So much for the Out of Africa fairy tale previously favored by evolutionary biologists. Now primates supposedly evolved in cold climates, not the warm tropical forests we’ve always been told.
Primates—the group of animals that includes monkeys, apes and humans—first evolved in cold, seasonal climates around 66 million years ago, not in the warm tropical forests scientists previously believed. Researchers from the University of Reading used statistical modeling and fossil data to reconstruct ancient environments and trace where the common ancestors of all modern primates lived.
The study, published in the journal PNAS, says these first primates most likely lived in North America in a cold climate with hot summers and freezing winters, overturning the long-held “warm tropical forest hypothesis” that has long influenced evolutionary biology.
Jorge Avaria-Llautureo, lead author at the University of Reading, said, “For decades, the idea that primates evolved in warm, tropical forests has gone unquestioned. Our findings flip that narrative entirely. It turns out primates didn’t emerge from lush jungles—they came from cold, seasonal environments in the northern hemisphere.
Primates that could travel far when their local weather changed quickly were better at surviving and having babies that lived to become new species.

----------

### TO DO
According to the text on primate origins, where did the first primates most likely live? These data come from a separate source unrelated to the text.

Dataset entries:
----------

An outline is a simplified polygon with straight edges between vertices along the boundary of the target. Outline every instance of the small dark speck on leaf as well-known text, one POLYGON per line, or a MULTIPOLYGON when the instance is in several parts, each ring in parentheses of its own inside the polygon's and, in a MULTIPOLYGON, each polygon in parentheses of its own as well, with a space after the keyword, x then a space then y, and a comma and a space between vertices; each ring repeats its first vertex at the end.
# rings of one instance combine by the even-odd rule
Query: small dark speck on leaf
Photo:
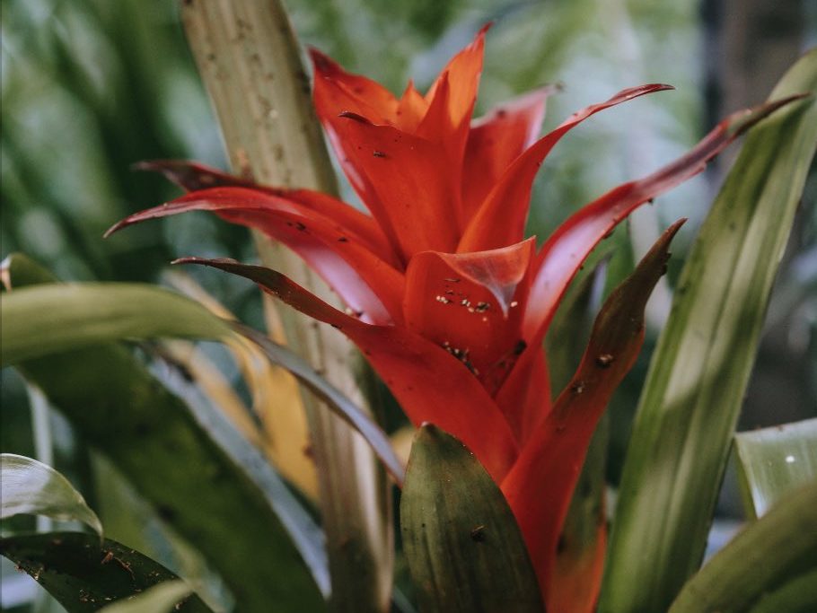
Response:
POLYGON ((560 554, 560 553, 562 553, 562 552, 565 550, 565 547, 567 547, 567 539, 565 539, 565 535, 562 534, 562 535, 559 536, 559 538, 558 538, 558 543, 557 546, 556 546, 556 552, 557 552, 558 554, 560 554))
POLYGON ((596 365, 601 366, 602 368, 607 368, 613 363, 615 358, 611 354, 602 354, 596 358, 596 365))

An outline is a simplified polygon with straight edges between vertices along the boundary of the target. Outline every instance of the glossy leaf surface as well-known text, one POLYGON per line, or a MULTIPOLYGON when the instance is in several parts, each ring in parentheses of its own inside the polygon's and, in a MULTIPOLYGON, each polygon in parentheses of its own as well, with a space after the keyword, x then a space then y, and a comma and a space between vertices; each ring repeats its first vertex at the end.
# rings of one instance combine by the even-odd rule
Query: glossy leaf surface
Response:
MULTIPOLYGON (((772 92, 817 91, 817 50, 772 92)), ((817 144, 813 97, 751 129, 679 281, 625 461, 600 611, 663 610, 700 565, 769 294, 817 144)))
POLYGON ((229 328, 154 285, 47 284, 3 295, 3 365, 124 338, 218 338, 229 328))
MULTIPOLYGON (((4 271, 16 288, 48 276, 16 256, 7 260, 4 271)), ((17 291, 22 290, 4 298, 17 291)), ((284 495, 288 492, 283 484, 273 487, 277 476, 258 452, 225 424, 212 425, 217 414, 194 414, 192 406, 160 385, 116 343, 17 366, 171 527, 213 561, 243 609, 266 613, 270 605, 324 609, 318 586, 328 591, 329 582, 320 532, 304 510, 284 495), (111 431, 118 436, 111 437, 111 431), (213 439, 229 437, 231 432, 229 449, 224 446, 228 441, 213 439), (243 530, 228 532, 224 526, 243 530), (253 552, 251 564, 248 551, 253 552), (270 574, 281 581, 270 582, 270 574)))
POLYGON ((189 593, 190 588, 183 581, 166 581, 132 599, 108 605, 101 613, 171 613, 189 593))
POLYGON ((817 419, 738 433, 735 454, 754 517, 787 492, 817 478, 817 419))
MULTIPOLYGON (((782 499, 716 554, 684 586, 670 613, 753 610, 767 593, 817 568, 814 526, 817 481, 782 499)), ((813 588, 804 589, 795 598, 813 600, 813 588)))
POLYGON ((423 610, 542 612, 514 514, 474 455, 435 425, 415 438, 400 502, 423 610))
MULTIPOLYGON (((101 544, 93 535, 81 532, 9 537, 0 539, 0 553, 36 579, 68 613, 97 611, 154 585, 178 579, 162 565, 130 547, 107 539, 101 544)), ((185 589, 189 591, 189 588, 185 589)), ((210 611, 195 595, 175 610, 210 611)))
POLYGON ((0 456, 0 518, 19 513, 82 521, 102 536, 102 524, 74 486, 40 461, 4 453, 0 456))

----------

### SOLUTION TO THE EXERCISE
In North America, in a cold climate with hot summers and freezing winters.